*Selected extract*:
--

This is a past event
Time
5:30 pm to 7:00 pm
Location

Hybrid | Online-via Zoom & IHR Wolfson Room NB01, Basement, IHR, Senate House, Malet Street, London WC1E 7HU

Institute

Institute of Historical Research

Event type

Seminar

Event series

Life-Cycles

Speakers

Carrie Long (Durham)

Contact

Email only

This paper explores naval widows’ pension petitions in the nineteenth century. Access to a pension, whilst a popularly advertised benefit to naval families, was in practice a discretionary and competitive form of relief. Widows could find themselves disqualified due to rule changes and their fates were subject to the whims of officials. These officials used their discretion to distinguish who was a ‘proper object’ of support and made examples of those deemed undeserving. Petitionary evidence highlights the agency that lone women exercised to negotiate and access the relief they saw themselves as entitled to as naval widows and mothers. These petitions reveal that women relied on a mixture of strategies to access relief and manage the constant threat of poverty, particularly as they aged, in a society which privileged the work opportunities of male breadwinners.

--

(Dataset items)
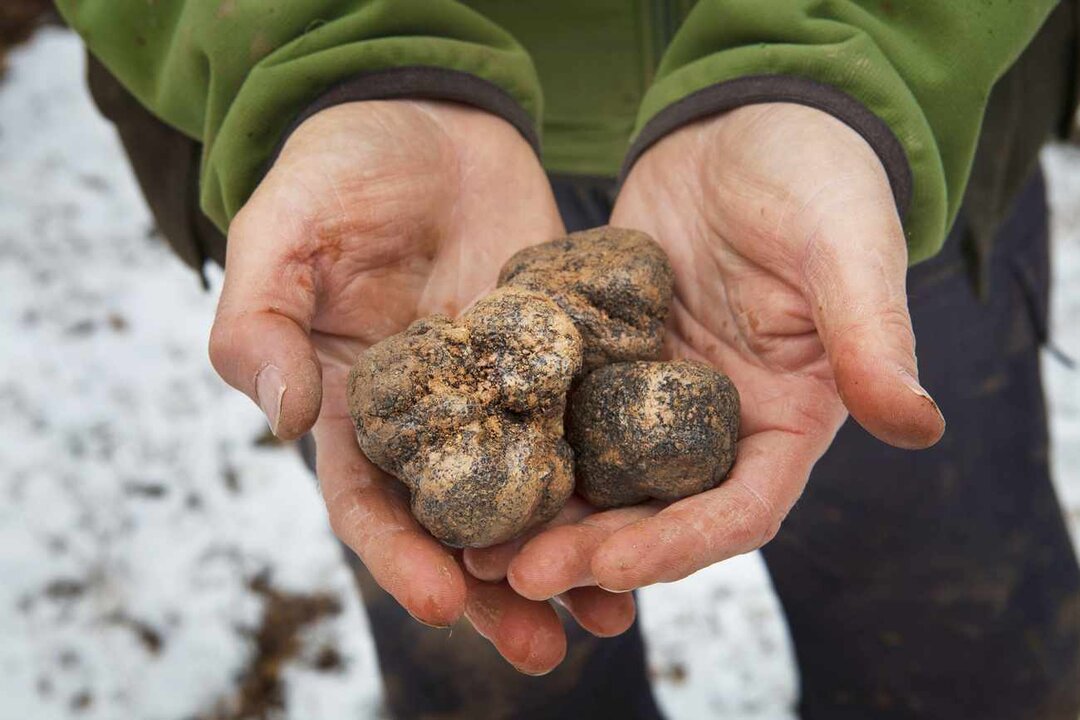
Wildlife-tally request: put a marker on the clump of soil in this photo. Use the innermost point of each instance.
(644, 431)
(18, 19)
(616, 285)
(469, 415)
(278, 641)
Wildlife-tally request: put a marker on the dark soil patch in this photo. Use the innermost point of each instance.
(277, 641)
(18, 19)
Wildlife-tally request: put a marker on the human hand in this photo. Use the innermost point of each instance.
(790, 263)
(376, 214)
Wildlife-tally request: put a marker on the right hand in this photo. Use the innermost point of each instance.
(374, 215)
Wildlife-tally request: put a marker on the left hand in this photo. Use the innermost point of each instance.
(790, 262)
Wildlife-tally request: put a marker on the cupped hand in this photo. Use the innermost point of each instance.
(373, 215)
(790, 262)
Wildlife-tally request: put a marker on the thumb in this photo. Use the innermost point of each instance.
(854, 272)
(259, 343)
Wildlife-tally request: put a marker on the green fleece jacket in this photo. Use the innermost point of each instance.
(603, 79)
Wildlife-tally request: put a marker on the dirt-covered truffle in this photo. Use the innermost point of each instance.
(469, 415)
(652, 430)
(615, 283)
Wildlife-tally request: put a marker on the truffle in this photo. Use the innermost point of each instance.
(469, 415)
(616, 285)
(651, 430)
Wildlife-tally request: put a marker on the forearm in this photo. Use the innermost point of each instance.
(913, 78)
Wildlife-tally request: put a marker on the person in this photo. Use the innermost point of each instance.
(824, 176)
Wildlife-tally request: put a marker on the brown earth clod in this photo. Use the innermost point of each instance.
(616, 284)
(469, 415)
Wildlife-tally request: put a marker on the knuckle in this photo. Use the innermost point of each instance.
(759, 519)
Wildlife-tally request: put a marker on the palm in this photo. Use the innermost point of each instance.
(376, 214)
(448, 195)
(790, 266)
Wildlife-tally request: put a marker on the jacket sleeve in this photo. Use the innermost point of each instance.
(237, 75)
(913, 77)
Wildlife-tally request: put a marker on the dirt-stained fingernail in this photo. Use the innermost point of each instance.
(270, 388)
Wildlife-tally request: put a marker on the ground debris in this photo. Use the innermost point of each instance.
(18, 19)
(278, 641)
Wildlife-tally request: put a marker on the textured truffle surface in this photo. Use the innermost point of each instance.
(616, 284)
(469, 415)
(652, 430)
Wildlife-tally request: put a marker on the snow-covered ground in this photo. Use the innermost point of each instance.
(138, 499)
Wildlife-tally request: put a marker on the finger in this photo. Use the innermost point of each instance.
(527, 634)
(368, 512)
(854, 275)
(259, 341)
(561, 558)
(739, 516)
(604, 614)
(490, 564)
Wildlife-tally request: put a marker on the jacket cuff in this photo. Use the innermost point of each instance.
(419, 82)
(756, 90)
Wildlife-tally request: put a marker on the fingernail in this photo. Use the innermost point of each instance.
(612, 589)
(914, 385)
(531, 674)
(437, 627)
(270, 388)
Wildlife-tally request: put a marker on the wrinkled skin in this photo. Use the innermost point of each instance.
(469, 415)
(790, 263)
(651, 431)
(615, 283)
(374, 215)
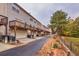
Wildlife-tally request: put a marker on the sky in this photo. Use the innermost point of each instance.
(43, 11)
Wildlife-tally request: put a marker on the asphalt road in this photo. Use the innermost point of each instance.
(27, 50)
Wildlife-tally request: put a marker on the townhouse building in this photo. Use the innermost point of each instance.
(16, 21)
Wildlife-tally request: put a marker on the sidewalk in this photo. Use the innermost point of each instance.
(24, 41)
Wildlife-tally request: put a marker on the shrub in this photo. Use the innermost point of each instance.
(55, 46)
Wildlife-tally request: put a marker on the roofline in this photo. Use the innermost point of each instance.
(27, 12)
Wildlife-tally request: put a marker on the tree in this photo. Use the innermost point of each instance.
(58, 21)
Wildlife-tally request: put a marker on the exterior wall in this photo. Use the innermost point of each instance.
(13, 12)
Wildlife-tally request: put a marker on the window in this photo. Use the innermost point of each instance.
(15, 9)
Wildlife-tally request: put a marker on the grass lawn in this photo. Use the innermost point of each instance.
(75, 41)
(72, 39)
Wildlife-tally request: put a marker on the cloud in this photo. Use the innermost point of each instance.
(43, 11)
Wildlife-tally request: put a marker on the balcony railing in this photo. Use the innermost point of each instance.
(3, 20)
(17, 24)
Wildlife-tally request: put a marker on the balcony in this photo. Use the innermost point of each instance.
(3, 20)
(17, 24)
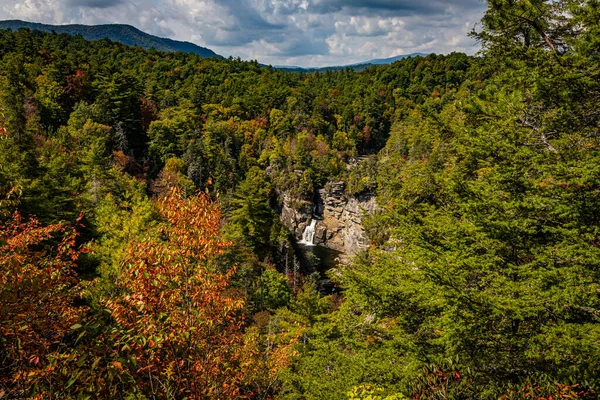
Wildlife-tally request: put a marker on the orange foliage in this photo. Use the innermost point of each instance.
(176, 315)
(175, 326)
(38, 288)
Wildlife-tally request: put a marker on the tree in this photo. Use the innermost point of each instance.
(177, 322)
(39, 317)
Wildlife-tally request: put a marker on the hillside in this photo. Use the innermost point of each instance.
(171, 225)
(125, 34)
(357, 67)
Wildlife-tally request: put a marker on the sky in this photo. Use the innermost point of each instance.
(307, 33)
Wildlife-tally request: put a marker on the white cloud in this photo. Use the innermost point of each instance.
(279, 32)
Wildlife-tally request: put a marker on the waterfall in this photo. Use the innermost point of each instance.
(309, 234)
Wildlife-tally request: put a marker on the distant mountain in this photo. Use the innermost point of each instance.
(356, 67)
(125, 34)
(386, 61)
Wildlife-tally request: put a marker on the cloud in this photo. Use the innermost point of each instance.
(280, 32)
(94, 3)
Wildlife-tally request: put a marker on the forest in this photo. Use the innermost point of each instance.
(142, 253)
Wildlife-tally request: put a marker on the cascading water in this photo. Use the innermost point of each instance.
(309, 234)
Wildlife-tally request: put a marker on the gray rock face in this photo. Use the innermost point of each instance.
(340, 218)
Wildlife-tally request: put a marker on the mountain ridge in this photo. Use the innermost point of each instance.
(359, 66)
(132, 36)
(122, 33)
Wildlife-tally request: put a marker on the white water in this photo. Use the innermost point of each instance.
(309, 234)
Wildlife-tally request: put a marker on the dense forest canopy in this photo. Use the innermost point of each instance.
(142, 254)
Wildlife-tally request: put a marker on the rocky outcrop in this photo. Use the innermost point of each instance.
(340, 218)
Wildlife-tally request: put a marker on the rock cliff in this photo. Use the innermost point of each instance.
(340, 218)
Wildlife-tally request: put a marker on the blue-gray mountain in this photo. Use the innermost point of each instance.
(125, 34)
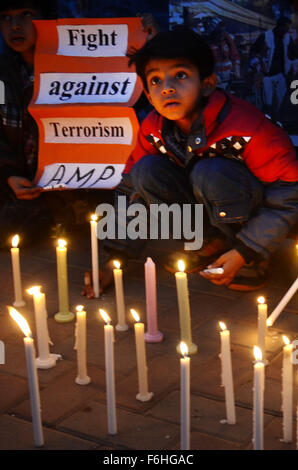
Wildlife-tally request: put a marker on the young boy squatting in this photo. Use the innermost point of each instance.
(220, 151)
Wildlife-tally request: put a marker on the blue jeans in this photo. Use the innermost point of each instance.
(227, 189)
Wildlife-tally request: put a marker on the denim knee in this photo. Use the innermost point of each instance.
(157, 179)
(149, 168)
(227, 188)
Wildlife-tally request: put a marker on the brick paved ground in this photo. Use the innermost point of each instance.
(74, 416)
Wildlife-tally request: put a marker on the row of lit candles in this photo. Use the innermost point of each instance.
(144, 394)
(184, 314)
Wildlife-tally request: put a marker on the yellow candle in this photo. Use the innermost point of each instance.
(32, 377)
(227, 374)
(184, 308)
(80, 346)
(94, 253)
(121, 325)
(262, 326)
(16, 272)
(144, 394)
(110, 372)
(287, 391)
(258, 400)
(64, 315)
(184, 398)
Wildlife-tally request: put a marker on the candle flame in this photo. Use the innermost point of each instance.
(15, 241)
(135, 314)
(35, 290)
(183, 348)
(181, 265)
(61, 243)
(258, 353)
(117, 264)
(286, 340)
(79, 308)
(20, 320)
(105, 316)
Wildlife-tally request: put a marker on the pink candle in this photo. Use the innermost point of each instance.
(153, 335)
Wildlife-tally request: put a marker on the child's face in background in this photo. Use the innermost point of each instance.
(17, 28)
(174, 89)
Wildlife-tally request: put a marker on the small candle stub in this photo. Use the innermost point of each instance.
(213, 271)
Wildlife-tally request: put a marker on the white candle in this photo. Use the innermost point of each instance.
(184, 398)
(287, 391)
(32, 377)
(80, 346)
(121, 325)
(16, 272)
(297, 428)
(184, 308)
(110, 373)
(45, 360)
(152, 335)
(258, 400)
(94, 253)
(262, 326)
(144, 394)
(286, 298)
(227, 374)
(64, 315)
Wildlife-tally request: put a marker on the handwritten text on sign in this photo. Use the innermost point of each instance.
(82, 175)
(88, 130)
(93, 40)
(57, 88)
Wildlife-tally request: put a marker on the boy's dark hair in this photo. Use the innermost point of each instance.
(48, 8)
(176, 44)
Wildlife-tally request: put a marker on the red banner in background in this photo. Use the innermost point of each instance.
(82, 100)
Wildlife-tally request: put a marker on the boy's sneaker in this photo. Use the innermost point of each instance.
(251, 276)
(196, 260)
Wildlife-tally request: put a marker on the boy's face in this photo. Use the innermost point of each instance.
(174, 89)
(17, 28)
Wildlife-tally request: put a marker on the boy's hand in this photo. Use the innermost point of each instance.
(106, 278)
(23, 188)
(149, 24)
(231, 262)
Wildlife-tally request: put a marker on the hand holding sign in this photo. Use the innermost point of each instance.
(81, 63)
(23, 188)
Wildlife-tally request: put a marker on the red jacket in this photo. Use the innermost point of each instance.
(245, 131)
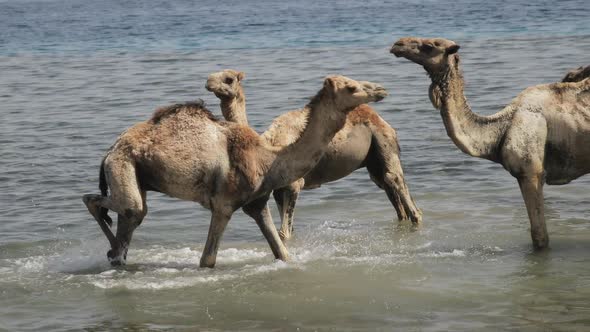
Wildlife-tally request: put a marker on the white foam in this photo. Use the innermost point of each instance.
(438, 254)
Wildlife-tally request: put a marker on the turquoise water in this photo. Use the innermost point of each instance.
(75, 74)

--

*Task set*:
(A) Report every line of the listing that contains the string "blue", treating uppercase and lowercase as different.
(B) Please pick up the seminar notice on naval widows' pension petitions after its final sentence and continue it.

*The responses*:
(A)
Wildlife-tally request: put a marker on the blue-gray mountain in this photo. Use the innermost point of each instance.
Wildlife-tally request: put a marker on the blue jeans in this photo. Use the innermost point of each instance.

(B)
 
To explore this challenging period in a maritime woman’s lifecycle, this paper will draw on a case study of petitioner Catherine Lamburn, who wrote thirty-four appeals over a twenty-eight-year period, 1819 -1847. It will chart Lamburn’s practical actions and the evolving linguistic strategies within her petitions, demonstrating the way in which her experience of widowhood changed over the course of her lifecycle. The paper also considers the power relations between Lamburn and the different institutions she interacted with, their responses to her negotiations, and how she changed her demands over time. Wider social and cultural attitudes towards charity and perceived ‘deservingness’ in the nineteenth-century will also be explored through Lamburn’s discussions of her age, nationalism, motherhood, and gender.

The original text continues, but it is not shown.